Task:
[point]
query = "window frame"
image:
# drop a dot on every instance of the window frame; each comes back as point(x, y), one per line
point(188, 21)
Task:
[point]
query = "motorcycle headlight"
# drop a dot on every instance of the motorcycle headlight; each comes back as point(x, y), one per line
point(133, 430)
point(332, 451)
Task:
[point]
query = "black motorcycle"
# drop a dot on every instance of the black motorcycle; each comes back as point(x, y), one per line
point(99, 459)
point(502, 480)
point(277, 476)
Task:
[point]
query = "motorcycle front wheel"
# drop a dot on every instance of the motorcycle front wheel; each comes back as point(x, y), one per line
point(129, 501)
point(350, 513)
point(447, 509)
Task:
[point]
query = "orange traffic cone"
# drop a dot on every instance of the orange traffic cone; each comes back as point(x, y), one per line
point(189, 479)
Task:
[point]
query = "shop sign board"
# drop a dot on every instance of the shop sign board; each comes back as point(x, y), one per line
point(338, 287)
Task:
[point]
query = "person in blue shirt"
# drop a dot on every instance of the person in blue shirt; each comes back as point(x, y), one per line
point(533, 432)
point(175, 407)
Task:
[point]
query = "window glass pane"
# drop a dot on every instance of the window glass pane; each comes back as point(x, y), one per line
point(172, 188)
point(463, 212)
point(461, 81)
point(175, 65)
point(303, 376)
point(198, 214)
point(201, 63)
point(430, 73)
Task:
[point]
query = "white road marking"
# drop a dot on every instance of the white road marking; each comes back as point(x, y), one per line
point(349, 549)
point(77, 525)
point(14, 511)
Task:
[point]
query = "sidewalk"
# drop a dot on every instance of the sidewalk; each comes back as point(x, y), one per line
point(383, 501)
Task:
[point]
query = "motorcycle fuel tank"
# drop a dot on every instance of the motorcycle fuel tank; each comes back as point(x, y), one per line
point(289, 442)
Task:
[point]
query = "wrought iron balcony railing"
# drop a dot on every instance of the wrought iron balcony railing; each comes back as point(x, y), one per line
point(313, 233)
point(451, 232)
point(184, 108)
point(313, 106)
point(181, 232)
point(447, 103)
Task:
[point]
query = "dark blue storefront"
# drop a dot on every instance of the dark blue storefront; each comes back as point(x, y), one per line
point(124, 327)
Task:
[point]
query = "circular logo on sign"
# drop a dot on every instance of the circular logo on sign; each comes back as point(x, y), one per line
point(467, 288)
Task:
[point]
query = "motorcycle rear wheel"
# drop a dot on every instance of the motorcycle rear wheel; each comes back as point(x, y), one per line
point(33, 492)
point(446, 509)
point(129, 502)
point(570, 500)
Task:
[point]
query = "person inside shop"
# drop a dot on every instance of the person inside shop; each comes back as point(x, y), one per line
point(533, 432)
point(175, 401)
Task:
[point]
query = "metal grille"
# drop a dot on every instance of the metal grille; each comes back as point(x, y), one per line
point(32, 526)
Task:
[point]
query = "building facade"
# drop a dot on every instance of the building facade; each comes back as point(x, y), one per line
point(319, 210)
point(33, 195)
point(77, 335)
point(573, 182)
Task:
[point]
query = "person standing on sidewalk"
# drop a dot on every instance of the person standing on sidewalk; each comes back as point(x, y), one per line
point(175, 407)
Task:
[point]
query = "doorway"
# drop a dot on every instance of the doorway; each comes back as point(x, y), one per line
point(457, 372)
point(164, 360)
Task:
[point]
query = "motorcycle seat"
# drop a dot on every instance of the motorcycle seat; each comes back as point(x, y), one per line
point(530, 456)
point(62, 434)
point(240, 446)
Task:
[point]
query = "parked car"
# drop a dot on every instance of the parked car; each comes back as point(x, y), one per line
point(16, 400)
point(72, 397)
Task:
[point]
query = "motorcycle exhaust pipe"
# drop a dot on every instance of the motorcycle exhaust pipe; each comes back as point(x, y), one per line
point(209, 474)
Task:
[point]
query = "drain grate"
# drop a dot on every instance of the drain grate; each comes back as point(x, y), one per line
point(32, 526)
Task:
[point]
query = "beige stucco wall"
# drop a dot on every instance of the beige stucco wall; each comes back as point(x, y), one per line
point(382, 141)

• TUJUAN LATIHAN: Ubahlah seluruh baris dari semua entri di atas menjadi daftar bernomor dan hilangkan setiap baris kosong.

• JAWABAN LATIHAN:
1. Task:
2. [point]
3. query = "window frame"
4. image:
5. # drop a dot on every instance of the window frame; each comes back as point(x, y), one per line
6. point(188, 21)
7. Task:
8. [point]
9. query = "motorcycle headlight"
10. # drop a dot on every instance of the motorcycle headlight; each comes back as point(x, y), one per line
11. point(133, 430)
12. point(332, 451)
13. Task:
14. [point]
15. query = "black motorcycle"
16. # drop a dot on every instance of the black motorcycle; each comes back as point(x, y), one per line
17. point(99, 459)
18. point(502, 480)
19. point(277, 476)
20. Task:
21. [point]
22. query = "motorcycle front wheel"
23. # drop a dot on every instance of the motorcycle front wheel; each comes back as point(x, y), one per line
24. point(129, 501)
25. point(350, 513)
26. point(447, 509)
27. Task:
28. [point]
29. query = "orange traffic cone"
30. # drop a dot on every instance of the orange traffic cone; each comes back as point(x, y), one per line
31. point(189, 479)
32. Task:
33. [point]
34. query = "shop sign board"
35. # drop a dot on every instance of the shop sign board; each comes back as point(x, y), one per line
36. point(338, 287)
37. Task:
38. [point]
39. query = "person in blue shirt"
40. # drop a dot on every instance of the person in blue shirt; each comes back as point(x, y), one per line
41. point(533, 432)
42. point(175, 407)
43. Task:
44. [point]
45. query = "window glass pane"
46. # drop a dot on every instance of the window glass pane; each comes back as point(x, y), one per line
47. point(172, 188)
48. point(463, 212)
49. point(461, 81)
50. point(175, 65)
51. point(303, 376)
52. point(198, 214)
53. point(201, 63)
54. point(430, 73)
55. Task:
56. [point]
57. query = "white road marking"
58. # drop a dot on every instance of the white road marking; each comes back as point(x, y), one per line
59. point(349, 549)
60. point(77, 525)
61. point(14, 511)
62. Task:
63. [point]
64. query = "sidewalk"
65. # drop a dot on every instance of the sidewalk; each comes back as point(x, y), one per line
66. point(383, 501)
67. Task:
68. [point]
69. query = "motorcycle fuel tank"
70. # drop a dot on every instance of the motorcycle fuel tank; each comes back as point(x, y), one per line
71. point(289, 442)
72. Task:
73. [point]
74. query = "wrought iron balcony railing"
75. # drop a dot on every instance of the wrought iron balcony railing; each comes back as point(x, y), one per line
76. point(313, 233)
77. point(451, 232)
78. point(184, 108)
79. point(313, 106)
80. point(181, 232)
81. point(447, 103)
82. Task:
83. [point]
84. query = "dark blue storefront"
85. # drop a dot on every instance of the dark blue storefront; each comes back as point(x, y), one per line
86. point(124, 327)
87. Task:
88. [point]
89. query = "circular logo on sign"
90. # drop a dot on every instance of the circular logo on sign; each comes back as point(x, y), one per line
91. point(467, 288)
92. Task:
93. [point]
94. query = "motorcycle rear wheel"
95. # drop a dot on every instance of the motorcycle rear wheel; each comes back as point(x, y), one per line
96. point(33, 492)
97. point(446, 509)
98. point(129, 502)
99. point(570, 500)
100. Task:
101. [point]
102. query = "person inside shop"
103. # drop a dot on every instance of the person inside shop; each comes back as point(x, y), one per line
104. point(533, 432)
105. point(175, 401)
106. Task:
107. [point]
108. query = "metal grille"
109. # drop a dot on every instance of the metal grille; each comes back as point(x, y), one per line
110. point(32, 526)
111. Task:
112. [point]
113. query = "building facade"
114. # drop a dot on every instance of the building facade; each comes back as point(x, y), one per line
115. point(319, 210)
116. point(33, 195)
117. point(77, 335)
118. point(573, 182)
119. Task:
120. [point]
121. query = "person standing on sidewalk"
122. # drop a dot on every instance of the person standing on sidewalk; each comes back as point(x, y), one per line
123. point(175, 407)
124. Task:
125. [point]
126. query = "doorway"
127. # drop a dot on every instance of the doorway; each comes back as point(x, y), one per line
128. point(457, 372)
129. point(164, 360)
130. Task:
131. [point]
132. query = "motorcycle seat"
133. # drop a dot on every instance of the motorcycle seat; each comes back as point(x, y), one per line
134. point(530, 456)
135. point(62, 434)
136. point(240, 446)
137. Task:
138. [point]
139. query = "parked car"
140. # drop a dot on every instance of the parked car; each comes back as point(x, y), one per line
141. point(16, 400)
142. point(72, 397)
143. Task:
144. [point]
145. query = "motorcycle exhaust pipe"
146. # drop a dot on every instance of the motorcycle exhaust pipe; each comes back as point(x, y), one per line
147. point(209, 474)
148. Task:
149. [point]
150. query = "drain grate"
151. # drop a dot on every instance of the drain grate; each comes back as point(x, y), one per line
152. point(32, 526)
153. Task:
154. [point]
155. query = "beige stucco wall"
156. # drop a dot on every instance of the beige stucco wall; each comes back as point(x, y), one per line
157. point(382, 141)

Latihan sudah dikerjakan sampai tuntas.